Task objective:
Your task is to output the listing word for word, with pictures excluded.

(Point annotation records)
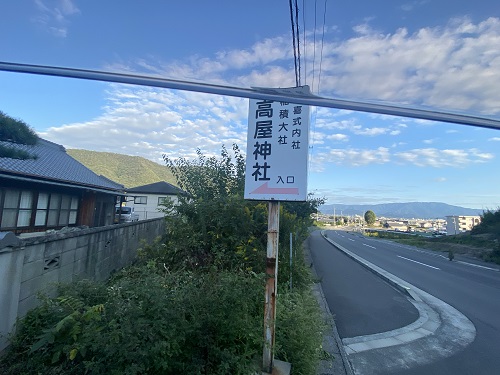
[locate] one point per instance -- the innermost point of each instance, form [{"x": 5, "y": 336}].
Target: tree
[
  {"x": 370, "y": 217},
  {"x": 15, "y": 131}
]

Result of this task:
[locate] one point per instance -- the innermost point of each instance, form [{"x": 5, "y": 336}].
Target: tree
[
  {"x": 370, "y": 217},
  {"x": 15, "y": 131}
]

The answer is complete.